Point-based annotation data:
** Start **

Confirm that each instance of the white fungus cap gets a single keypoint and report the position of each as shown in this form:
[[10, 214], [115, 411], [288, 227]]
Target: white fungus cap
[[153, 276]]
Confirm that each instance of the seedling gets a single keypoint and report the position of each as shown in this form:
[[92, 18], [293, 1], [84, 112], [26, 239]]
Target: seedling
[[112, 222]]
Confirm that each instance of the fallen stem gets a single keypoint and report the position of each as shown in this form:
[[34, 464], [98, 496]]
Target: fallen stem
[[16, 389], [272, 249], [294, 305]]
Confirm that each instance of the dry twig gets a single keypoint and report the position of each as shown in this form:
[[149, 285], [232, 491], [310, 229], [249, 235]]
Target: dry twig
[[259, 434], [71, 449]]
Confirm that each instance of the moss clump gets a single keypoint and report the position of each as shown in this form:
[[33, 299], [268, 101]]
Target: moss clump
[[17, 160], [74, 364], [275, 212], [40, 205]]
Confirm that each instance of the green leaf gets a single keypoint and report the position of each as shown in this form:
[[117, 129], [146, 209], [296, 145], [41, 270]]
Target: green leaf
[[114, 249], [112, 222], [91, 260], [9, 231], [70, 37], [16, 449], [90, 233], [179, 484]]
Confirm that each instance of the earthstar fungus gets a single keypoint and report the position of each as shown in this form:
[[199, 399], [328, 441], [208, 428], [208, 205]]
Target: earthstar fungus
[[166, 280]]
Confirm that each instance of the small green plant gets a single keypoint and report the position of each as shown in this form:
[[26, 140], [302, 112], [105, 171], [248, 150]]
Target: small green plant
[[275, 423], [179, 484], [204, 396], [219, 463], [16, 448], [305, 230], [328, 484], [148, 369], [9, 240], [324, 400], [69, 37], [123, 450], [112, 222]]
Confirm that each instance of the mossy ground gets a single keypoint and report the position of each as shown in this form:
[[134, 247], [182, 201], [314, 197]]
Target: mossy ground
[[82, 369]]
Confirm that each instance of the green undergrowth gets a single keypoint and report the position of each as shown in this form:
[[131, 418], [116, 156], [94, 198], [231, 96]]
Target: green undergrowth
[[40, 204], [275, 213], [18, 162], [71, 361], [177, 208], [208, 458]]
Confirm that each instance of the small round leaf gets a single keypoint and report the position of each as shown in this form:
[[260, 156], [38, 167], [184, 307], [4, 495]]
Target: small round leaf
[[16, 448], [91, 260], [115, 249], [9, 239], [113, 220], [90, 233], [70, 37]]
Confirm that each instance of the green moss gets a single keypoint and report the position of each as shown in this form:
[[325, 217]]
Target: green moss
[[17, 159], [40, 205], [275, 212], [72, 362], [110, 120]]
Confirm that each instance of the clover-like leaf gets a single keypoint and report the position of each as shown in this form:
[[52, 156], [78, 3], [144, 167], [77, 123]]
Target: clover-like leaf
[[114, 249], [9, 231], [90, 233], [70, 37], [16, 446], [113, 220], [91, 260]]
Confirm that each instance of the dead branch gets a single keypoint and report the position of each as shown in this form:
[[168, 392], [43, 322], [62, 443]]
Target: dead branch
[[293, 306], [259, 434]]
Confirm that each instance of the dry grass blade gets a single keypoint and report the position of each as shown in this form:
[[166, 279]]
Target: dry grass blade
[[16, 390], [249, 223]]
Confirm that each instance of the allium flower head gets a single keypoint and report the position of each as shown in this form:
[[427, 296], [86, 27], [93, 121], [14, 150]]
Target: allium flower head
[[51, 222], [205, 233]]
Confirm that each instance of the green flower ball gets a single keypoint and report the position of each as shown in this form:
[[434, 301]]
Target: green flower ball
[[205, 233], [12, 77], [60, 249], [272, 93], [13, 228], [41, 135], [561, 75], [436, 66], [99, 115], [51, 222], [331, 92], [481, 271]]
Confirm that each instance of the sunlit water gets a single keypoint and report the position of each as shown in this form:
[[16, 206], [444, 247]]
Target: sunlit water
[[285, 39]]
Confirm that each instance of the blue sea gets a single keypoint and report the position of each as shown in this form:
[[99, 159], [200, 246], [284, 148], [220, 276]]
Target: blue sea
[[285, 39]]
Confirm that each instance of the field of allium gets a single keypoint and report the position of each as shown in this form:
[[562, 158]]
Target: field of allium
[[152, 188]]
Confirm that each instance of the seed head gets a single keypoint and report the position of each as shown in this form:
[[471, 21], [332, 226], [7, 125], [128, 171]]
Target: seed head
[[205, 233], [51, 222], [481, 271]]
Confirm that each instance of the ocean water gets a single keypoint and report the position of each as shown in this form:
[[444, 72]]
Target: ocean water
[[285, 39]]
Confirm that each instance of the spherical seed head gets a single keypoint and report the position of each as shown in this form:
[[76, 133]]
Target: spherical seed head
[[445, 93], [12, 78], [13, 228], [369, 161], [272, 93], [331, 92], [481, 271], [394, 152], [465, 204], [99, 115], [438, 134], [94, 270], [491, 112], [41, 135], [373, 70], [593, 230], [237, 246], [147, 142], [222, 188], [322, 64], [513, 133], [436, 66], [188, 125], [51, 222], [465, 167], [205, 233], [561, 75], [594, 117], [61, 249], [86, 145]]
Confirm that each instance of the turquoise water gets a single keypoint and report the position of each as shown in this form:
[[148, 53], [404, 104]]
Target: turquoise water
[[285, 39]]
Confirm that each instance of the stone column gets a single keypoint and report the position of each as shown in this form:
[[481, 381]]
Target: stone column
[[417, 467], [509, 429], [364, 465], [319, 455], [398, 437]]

** End **

# STATED PROBLEM:
Reproduce the entire listing above verbatim, line for line.

# SOLUTION TO THIS EXERCISE:
Confirm that each instance of the white fungus cap gets a single keypoint and report the position of each as shown in this form:
[[10, 214], [115, 411], [288, 227]]
Target: white fungus cap
[[153, 276]]
Confirm that each instance of the seedling gets a single keypoint and report the position of each as shown in this form:
[[92, 18], [293, 1], [84, 112], [26, 239]]
Target: seedling
[[112, 222]]
Confirm that each instance of the fallen stem gets a single keypoint and report the position of each as shown in this form:
[[34, 464], [98, 496]]
Target: fallen stem
[[16, 389], [272, 249], [294, 305]]
Confirm that each instance of the dry twig gets a single keypoint and report the position of each as shown in this form:
[[149, 285], [232, 491], [310, 229], [249, 235]]
Target: dry twig
[[259, 434], [71, 449]]
Confirm that each instance of the moss clump gets a single keypoint and report the position of each as shown in this form:
[[33, 299], [268, 101]]
Target: moss clump
[[17, 160], [74, 364], [275, 212], [40, 205]]
Confirm that each instance of the green leaf gets a single keypoint and report the position of each as shown in this form:
[[117, 129], [146, 209], [296, 145], [41, 270]]
Target: green leaf
[[114, 249], [112, 222], [91, 260], [9, 231], [70, 37], [16, 449], [90, 233], [179, 484]]
Confirm that each instance of the earthstar fungus gets a single keypoint and report the position of each as shown in this form:
[[199, 399], [328, 441], [208, 428], [208, 205]]
Target: earthstar fungus
[[166, 280]]
Confirm that each instance of the small green plant gets a single keypoint and report the position of each as shown in this form:
[[26, 140], [302, 112], [105, 171], [248, 150]]
Target: small green plant
[[275, 423], [179, 484], [204, 396], [219, 463], [16, 448], [305, 230], [328, 484], [148, 369], [9, 240], [324, 400], [69, 37], [123, 450], [112, 222]]
Confirm that each instance of the mossy ground gets a single keypoint and report the position of each as shown in this form:
[[134, 247], [182, 201], [314, 197]]
Target: mossy ground
[[82, 369]]
Confirm that each instance of the green undergrowth gets a single keypoint and report the position of each as shown in this form:
[[131, 418], [116, 156], [94, 198], [231, 96]]
Target: green undergrowth
[[40, 204], [275, 213], [18, 162], [71, 361], [177, 208], [208, 458]]
Confirm that each instance of the small round leaf gets a single keypoint and report the position of each as shown in this form:
[[260, 156], [38, 167], [184, 307], [4, 495]]
Target: small round leaf
[[16, 448], [91, 260], [115, 249], [9, 239], [113, 220], [90, 233], [70, 37]]
Confirm that each instance of the green moss gets a single keypoint and report the position of each as shown in this form:
[[325, 217]]
Target: green moss
[[17, 159], [40, 205], [275, 212], [72, 362], [110, 120]]
Confirm that each instance of the clover-like leaf gets a single keypoint and report the position of each as shown in this form:
[[52, 156], [78, 3], [144, 167], [77, 123]]
Target: clover-like leaf
[[114, 249], [9, 231], [90, 233], [70, 37], [16, 446], [113, 220], [91, 260]]
Confirm that each instance of the dead branch gets a single keypoint and report the position of each as shown in this form:
[[168, 392], [43, 322], [62, 443]]
Target: dead branch
[[293, 306], [259, 434]]
Confirm that each instance of the dry grass blade gets a single keypoint and report the position of each as shown in this form:
[[166, 279]]
Target: dry grass blade
[[16, 390], [249, 223]]
Confirm that each instance of the allium flower head gets a single keypoint and report the position of each as shown in this form:
[[427, 296], [86, 27], [93, 121], [14, 150]]
Target: allium flower head
[[51, 222], [205, 233]]
Confirm that each instance of the green flower ball gets a single keypoint and report the position of each as shown in this form:
[[434, 301]]
Target: green flower ball
[[205, 233], [12, 77], [60, 249], [272, 93], [13, 228], [41, 135], [561, 75], [436, 66], [99, 115], [51, 222], [331, 92], [481, 271]]
Confirm that each instance of the sunlit water gets a single keypoint and report the position of each as shown in this form:
[[16, 206], [444, 247]]
Target: sunlit water
[[285, 39]]
Confirm that each instance of the blue sea gets a single keypoint and report the position of each as shown in this form:
[[99, 159], [200, 246], [284, 148], [220, 276]]
Target: blue sea
[[285, 39]]
Confirm that each instance of the field of allium gets a single keypoint and report the position of each as shown in this form:
[[562, 158]]
Target: field of allium
[[152, 188]]
Confirm that each instance of the seed head gets a single keypoint and report the position of each as shown in this form:
[[471, 21], [332, 226], [7, 125], [128, 171]]
Target: seed head
[[205, 233], [51, 222], [481, 271]]
Confirm that each instance of the ocean water gets a single keypoint and report the position of each as shown in this form:
[[444, 72]]
Target: ocean water
[[285, 39]]
Confirm that each instance of the spherical seed head gets a single keypoint and report the position of each as shown in this form:
[[76, 133]]
Target: spherical seed head
[[445, 93], [12, 78], [13, 228], [369, 161], [272, 93], [331, 92], [481, 271], [394, 152], [465, 204], [99, 115], [438, 134], [94, 270], [491, 112], [41, 135], [373, 70], [593, 230], [237, 246], [147, 142], [222, 188], [322, 64], [513, 133], [436, 66], [188, 125], [51, 222], [465, 167], [205, 233], [561, 75], [594, 117], [61, 249], [86, 145]]
Confirm that each instance of the turquoise water gets a single keypoint and report the position of each as shown in this form:
[[148, 53], [404, 104]]
Target: turquoise water
[[285, 39]]
Confirm that each instance of the stone column gets a single keypoint and report the position of each as shown in this form:
[[481, 381]]
Target: stone column
[[417, 467], [509, 429], [364, 465], [319, 455], [398, 437]]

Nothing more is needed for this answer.